▶ [Exercise requirements]
Scan the entries for lines with the word "Dataset" and copy those lines.
*****
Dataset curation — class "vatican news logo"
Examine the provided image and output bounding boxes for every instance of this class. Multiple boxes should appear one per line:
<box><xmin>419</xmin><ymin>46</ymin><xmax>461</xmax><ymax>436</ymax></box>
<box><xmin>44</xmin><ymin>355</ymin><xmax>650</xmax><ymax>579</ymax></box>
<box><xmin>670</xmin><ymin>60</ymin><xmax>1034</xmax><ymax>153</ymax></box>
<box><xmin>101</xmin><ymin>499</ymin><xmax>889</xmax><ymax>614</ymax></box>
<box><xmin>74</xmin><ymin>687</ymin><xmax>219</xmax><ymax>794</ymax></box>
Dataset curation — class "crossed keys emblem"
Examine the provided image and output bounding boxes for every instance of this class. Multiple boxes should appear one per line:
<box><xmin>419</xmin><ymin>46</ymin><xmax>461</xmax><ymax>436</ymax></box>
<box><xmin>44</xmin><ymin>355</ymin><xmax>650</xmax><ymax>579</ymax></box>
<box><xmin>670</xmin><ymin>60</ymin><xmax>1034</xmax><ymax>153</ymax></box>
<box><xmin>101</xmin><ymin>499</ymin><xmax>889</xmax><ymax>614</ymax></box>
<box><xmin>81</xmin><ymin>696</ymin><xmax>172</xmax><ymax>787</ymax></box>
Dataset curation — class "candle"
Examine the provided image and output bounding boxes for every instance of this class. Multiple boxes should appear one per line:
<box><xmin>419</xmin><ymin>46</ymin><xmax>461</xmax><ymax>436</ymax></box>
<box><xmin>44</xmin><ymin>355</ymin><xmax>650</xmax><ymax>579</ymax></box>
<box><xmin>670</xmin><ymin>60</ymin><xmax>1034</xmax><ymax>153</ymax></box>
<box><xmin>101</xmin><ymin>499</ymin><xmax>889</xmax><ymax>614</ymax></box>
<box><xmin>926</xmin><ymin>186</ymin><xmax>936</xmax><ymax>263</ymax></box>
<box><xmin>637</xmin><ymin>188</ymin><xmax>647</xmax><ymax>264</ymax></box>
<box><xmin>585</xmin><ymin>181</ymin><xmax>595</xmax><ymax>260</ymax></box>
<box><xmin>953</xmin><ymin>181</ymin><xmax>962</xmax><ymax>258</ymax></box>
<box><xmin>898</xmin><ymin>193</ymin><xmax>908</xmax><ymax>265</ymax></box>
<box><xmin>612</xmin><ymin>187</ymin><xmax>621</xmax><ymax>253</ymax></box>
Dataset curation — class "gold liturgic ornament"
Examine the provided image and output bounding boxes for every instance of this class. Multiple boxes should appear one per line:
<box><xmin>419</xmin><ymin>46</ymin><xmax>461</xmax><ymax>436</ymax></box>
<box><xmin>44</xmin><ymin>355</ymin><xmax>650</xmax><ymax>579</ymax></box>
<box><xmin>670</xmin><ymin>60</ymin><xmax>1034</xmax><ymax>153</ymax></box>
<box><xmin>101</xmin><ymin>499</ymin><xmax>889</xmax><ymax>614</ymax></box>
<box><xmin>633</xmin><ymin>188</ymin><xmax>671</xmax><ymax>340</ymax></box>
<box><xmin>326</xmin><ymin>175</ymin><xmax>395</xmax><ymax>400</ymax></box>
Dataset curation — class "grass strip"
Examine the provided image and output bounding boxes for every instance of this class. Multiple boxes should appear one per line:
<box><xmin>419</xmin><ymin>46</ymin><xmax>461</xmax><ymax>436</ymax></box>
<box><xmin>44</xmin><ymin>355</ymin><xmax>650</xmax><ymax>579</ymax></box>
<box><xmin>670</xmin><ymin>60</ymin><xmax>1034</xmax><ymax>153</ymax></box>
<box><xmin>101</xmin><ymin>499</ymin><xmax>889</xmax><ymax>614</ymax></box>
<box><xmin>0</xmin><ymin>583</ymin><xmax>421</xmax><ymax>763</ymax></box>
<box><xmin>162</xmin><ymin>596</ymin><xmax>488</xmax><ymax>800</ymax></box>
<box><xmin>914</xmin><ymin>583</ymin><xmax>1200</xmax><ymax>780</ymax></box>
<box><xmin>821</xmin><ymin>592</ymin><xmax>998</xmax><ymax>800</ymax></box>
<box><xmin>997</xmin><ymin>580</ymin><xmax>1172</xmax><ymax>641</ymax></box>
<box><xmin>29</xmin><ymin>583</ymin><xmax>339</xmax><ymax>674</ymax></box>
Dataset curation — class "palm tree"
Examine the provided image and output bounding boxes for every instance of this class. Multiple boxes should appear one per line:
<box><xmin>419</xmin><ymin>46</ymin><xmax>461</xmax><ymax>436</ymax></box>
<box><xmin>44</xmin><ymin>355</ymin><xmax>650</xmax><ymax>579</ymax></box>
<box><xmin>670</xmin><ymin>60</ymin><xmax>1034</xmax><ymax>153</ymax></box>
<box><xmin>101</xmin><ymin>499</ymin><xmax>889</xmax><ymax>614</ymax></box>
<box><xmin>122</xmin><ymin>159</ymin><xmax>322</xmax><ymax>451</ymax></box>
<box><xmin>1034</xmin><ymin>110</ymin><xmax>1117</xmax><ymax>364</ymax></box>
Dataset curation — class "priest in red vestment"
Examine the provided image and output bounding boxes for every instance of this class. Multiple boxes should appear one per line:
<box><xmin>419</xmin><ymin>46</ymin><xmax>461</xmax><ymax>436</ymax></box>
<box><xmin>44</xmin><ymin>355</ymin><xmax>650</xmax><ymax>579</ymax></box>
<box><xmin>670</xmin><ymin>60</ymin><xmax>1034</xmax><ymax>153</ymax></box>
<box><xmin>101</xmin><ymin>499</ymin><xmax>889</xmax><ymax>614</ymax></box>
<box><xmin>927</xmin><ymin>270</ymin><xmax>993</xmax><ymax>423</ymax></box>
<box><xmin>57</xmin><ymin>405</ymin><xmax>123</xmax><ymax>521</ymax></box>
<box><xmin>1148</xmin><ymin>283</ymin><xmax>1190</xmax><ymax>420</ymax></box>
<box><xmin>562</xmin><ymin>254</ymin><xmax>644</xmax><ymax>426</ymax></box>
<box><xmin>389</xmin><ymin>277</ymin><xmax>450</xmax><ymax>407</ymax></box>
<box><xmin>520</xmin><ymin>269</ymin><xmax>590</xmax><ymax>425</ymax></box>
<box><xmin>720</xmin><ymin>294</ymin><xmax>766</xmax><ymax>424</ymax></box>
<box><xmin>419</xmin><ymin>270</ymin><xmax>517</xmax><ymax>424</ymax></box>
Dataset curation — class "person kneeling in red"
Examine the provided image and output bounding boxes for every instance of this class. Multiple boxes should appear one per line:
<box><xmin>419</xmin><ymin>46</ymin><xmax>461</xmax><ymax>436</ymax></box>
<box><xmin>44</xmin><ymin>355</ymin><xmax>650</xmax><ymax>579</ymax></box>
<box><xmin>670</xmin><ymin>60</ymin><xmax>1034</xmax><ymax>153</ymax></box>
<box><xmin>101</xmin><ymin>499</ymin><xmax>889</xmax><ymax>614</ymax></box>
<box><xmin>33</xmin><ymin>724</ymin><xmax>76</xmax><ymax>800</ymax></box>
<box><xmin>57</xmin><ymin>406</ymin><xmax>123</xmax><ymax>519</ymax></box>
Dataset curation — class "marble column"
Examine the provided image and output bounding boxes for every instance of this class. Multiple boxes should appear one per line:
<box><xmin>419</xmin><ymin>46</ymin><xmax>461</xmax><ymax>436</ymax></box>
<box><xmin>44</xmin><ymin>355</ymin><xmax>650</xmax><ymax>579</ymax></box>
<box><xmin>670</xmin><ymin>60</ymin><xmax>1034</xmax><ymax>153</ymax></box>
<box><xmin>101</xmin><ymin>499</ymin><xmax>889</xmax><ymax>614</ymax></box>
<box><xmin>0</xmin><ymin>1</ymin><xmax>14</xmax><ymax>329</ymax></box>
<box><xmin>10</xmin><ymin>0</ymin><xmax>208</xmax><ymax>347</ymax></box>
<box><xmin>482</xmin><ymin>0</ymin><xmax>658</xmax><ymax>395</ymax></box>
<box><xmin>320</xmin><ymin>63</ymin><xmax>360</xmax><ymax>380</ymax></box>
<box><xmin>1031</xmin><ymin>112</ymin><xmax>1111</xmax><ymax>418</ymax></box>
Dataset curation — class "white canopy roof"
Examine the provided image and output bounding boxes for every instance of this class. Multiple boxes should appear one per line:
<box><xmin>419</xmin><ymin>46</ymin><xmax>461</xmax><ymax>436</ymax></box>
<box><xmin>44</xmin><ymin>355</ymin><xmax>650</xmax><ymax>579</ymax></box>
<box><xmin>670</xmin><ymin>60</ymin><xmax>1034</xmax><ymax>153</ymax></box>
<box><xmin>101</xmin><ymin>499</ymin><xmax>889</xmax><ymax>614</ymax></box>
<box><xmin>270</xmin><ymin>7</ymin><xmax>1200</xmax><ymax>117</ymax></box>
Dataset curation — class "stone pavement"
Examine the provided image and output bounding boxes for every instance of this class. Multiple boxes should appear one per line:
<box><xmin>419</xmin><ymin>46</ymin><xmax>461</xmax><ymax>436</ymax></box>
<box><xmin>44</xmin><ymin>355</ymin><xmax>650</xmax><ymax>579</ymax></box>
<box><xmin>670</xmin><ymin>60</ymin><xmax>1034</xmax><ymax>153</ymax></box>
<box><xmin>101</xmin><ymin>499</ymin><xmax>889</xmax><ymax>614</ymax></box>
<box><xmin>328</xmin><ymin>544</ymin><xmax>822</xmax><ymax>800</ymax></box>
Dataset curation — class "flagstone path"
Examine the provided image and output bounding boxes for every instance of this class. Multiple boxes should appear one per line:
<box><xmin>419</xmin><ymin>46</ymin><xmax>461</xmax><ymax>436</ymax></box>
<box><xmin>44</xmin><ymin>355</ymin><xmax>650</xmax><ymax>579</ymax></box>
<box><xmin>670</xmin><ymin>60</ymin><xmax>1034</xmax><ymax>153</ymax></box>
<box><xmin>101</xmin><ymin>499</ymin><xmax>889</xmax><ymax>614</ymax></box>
*****
▶ [Finished task]
Dataset curation — class "vatican news logo"
Dataset curation — class "crossed keys emblem"
Dataset curation — class "candle"
Dataset curation — class "gold liturgic ornament"
Dataset curation — class "grass strip"
Dataset curation — class "palm tree"
Dataset curation — class "priest in red vestment"
Dataset curation — class "person kneeling in red"
Dataset curation — class "marble column"
Dataset curation — class "white canopy roof"
Dataset curation — class "stone pavement"
Dataset curation — class "flagstone path"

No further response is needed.